### What to work on
(A) In the MR imaging protocol, which coil is used for the examinations?
(B) Pick up the MR imaging protocol after its last sequence entry and write what follows.
Supplied text: Begin
MR imaging is performed with a closed-configuration superconducting 1.5-T system (Signa HDxT; GE Healthcare, Milwaukee, Wis) with 57.2 mT/m gradient strength and 120 T/m/s slew rate, by using an eight-channel high-resolution torso coil with array spatial sensitivity technique (ASSET) parallel acquisition.

MR sequences

  • Localiser sequence in the three spatial planes;
  • Axial T2-weighted single-shot fast spin-echo (SSFSE) sequence (time to repetition (TR)/time to echo (TE) range 765/59; flip angle 90°; section thickness 6 mm; interslice gap 0.6 mm; bandwidth 31.25 kHz; field of view (FOV) 38 cm; matrix 320 × 288; number of averages 0.54; number of images 30; acquisition time 24 s) used as second localiser to identify the longitudinal axis of the uterus in the case of laterally deviated uterus;
  • Sagittal T2-weighted fast spin-echo (FSE) sequence parallel to the longitudinal axis of the uterus (identified on the previous SSFSE sequence) (TR/TE range 4,675/100; flip angle 90°; section thickness 4 mm; interslice gap 1 mm; bandwidth 41.67 kHz; FOV 32 cm; matrix 320 × 224; number of averages 4; number of images 26; acquisition time 3 min 49 s);
  • Oblique coronal T2-weighted FSE sequence parallel to the longitudinal axis of the uterus (TR/TE range 4,675/100; flip angle 90°; section thickness 4 mm; interslice gap 1 mm; bandwidth 41.67 kHz; FOV 32 cm; matrix 320 × 224; number of averages 4; number of images 26; acquisition time 3 min 49 s);
  • Oblique axial T2-weighted FSE sequence perpendicular to the longitudinal axis of the uterus (TR/TE range 4,675/100; flip angle 90°; section thickness 4 mm; interslice gap 1 mm; bandwidth 41.67 kHz; FOV 32 cm; matrix 320 × 224; number of averages 4; number of images 26; acquisition time 3 min 49 s);
  • Sagittal or oblique axial or oblique coronal fat suppressed T2-weighted FSE sequence (TR/TE range 4,675/100; flip angle 90°; section thickness 4 mm; interslice gap 1 mm; bandwidth 41.67 kHz; FOV 32 cm; matrix 320 × 224; number of averages 4; number of images 24; acquisition time 3 min 49 s);
  • Axial T1-weighted gradient-echo (GRE) sequence in-out phase (chemical-shift imaging) (TR/TE 180/2,1; flip angle 80°; section thickness 6 mm; interslice gap 0,6 mm; bandwidth 62,5 kHz; field of view 38 cm; matrix 256 × 224 ; number of averages 1; number of images 20; acquisition time 22 s);
  • Axial DWI SE EPI (TR/TE 3000/74,1; flip angle 90°; section thickness 5 mm; interslice gap 1 mm; bandwidth 250 kHz; field of view 45 cm; matrix 160 × 160; number of averages 16; number of images 14; b-value 0 e 800 s/mm2; acquisition time 1 min e 40 s);
  • Sagittal, oblique coronal, oblique axial T1-weighted 3D gradient-echo liver acquisition with volume acquisition (LAVA) sequence with fat suppression (TRe/TE range 4.4/2.1; flip angle 12°; section thickness 3.4 mm; overlap locations −1.7 mm; bandwidth 62.5 kHz; FOV 40 cm; matrix 320 × 192; number of averages 0.75; number of images 104; acquisition time 22 s).
Supplied text: End
Supplied material: Begin
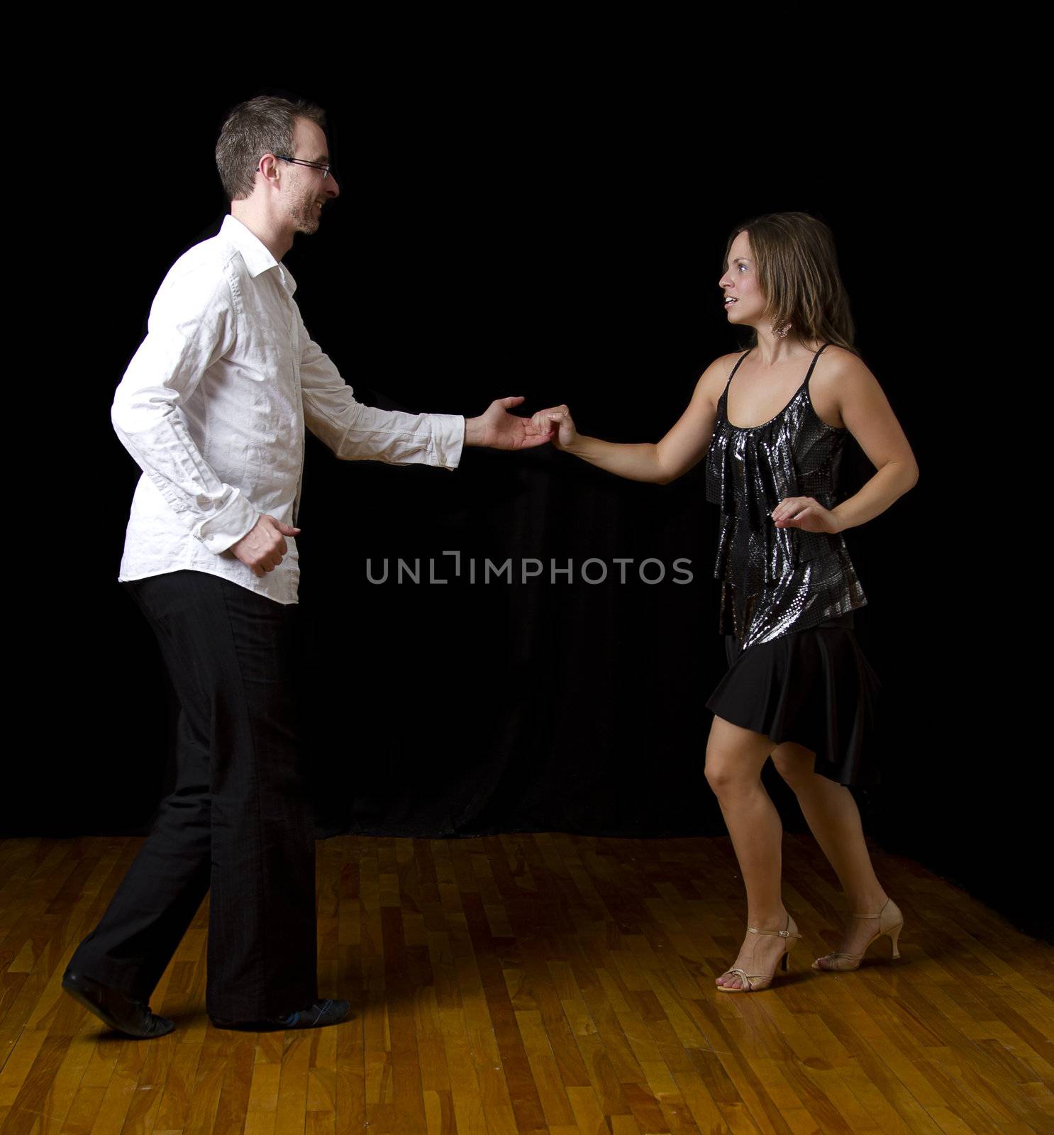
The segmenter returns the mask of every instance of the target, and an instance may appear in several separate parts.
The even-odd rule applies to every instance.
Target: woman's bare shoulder
[[[707,401],[712,405],[717,405],[717,400],[725,389],[725,382],[728,381],[728,375],[742,353],[742,351],[733,351],[730,354],[719,355],[699,376],[695,390],[706,394]]]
Supplied material: End
### Answer section
(A) An eight-channel high-resolution torso coil with array spatial sensitivity technique (ASSET) parallel acquisition.

(B)
After intravenous (i.v.) administration of 0.1 mmol/kg paramagnetic contrast agent (Dotarem, Guerbet, Roissy, France) at a flow rate of 2 ml/s, followed by 20 ml of saline solution at the same flow rate, the following sequences are acquired:
  • Dynamic sagittal T1-weighted 3D gradient-echo LAVA with fat suppression (TR/TE range 4.4/2.1; flip angle 12°; section thickness 3.4 mm; overlap locations −1.7 mm; bandwidth 62.5 kHz; FOV 40 cm; matrix 320 × 192; number of averages 0.75; number of images 104; acquisition time 22 s) acquired at 60 and 120 s after contrast administration;
  • T1-weighted 3D gradient echo LAVA fat-suppressed sequence, in the oblique coronal (parallel to the longitudinal axis of the uterus), oblique axial (perpendicular to the longitudinal axis of the uterus) and axial planes (TR/TE range 4.4/2.1; flip angle 12°; section thickness 3.4 mm; overlap locations −1.7 mm; bandwidth 62.5 kHz; FOV 40 cm; matrix 320 × 192; number of averages 0.75; number of images 104; acquisition time 22 s).
When images suggest a dilatation of the urinary excretory system, the following sequences are acquired about 10 min after contrast administration to obtain an urographic phase:
  • T1-weighted 3D gradient echo LAVA fat-suppressed sequence, in the sagittal, coronal and axial planes (TR/TE range 4.4/2.1; flip angle 12°; section thickness 3.4 mm; overlap locations −1.7 mm; bandwidth 62.5 kHz; FOV 40 cm; matrix 320 × 192; number of averages 0.75; number of images 104; acquisition time 22 s).
MR imaging is performed with the patient lying in the supine position (feet first), except for the urographic phase acquired in the prone position. T2-weighted FSE sequences and DW sequences are acquired with patient breathing freely, T1-weighted 3D gradient echo LAVA fat-suppressed sequence are acquired in breath hold.
T2-weighted sequences are useful to study the zonal anatomy of the uterus and its appendages, to identify and characterize most of the pathological processes and to visualize effusion in the pelvic cavity.
In-phase and out-of-phase T1-weighted sequences are useful to recognize a lesion within the presence of iron deposition or fat and to differentiate lesions with intracellular fat content (hypointense) from those with hemorrhagic content (hyperintense) such as endometriotic implants.
T1-weighted 3D gradient-echo LAVA sequences with fat suppression allow increases in spatial resolution without a significant time penalty; those acquired with breath holding after injection of the gadolinium chelate allow assessment of the vascularization of pelvic lesions.
DWI allows identification of neoplastic and inflammatory lesions as areas of low diffusivity compared to healthy tissue because of their high cellularity. The lesions showing restriction of diffusivity are hyperintense on DWI sequences and hypointense on ADC maps. DWI sequences are also helpful when impaired renal function contraindicates the use of imaging contrast agent.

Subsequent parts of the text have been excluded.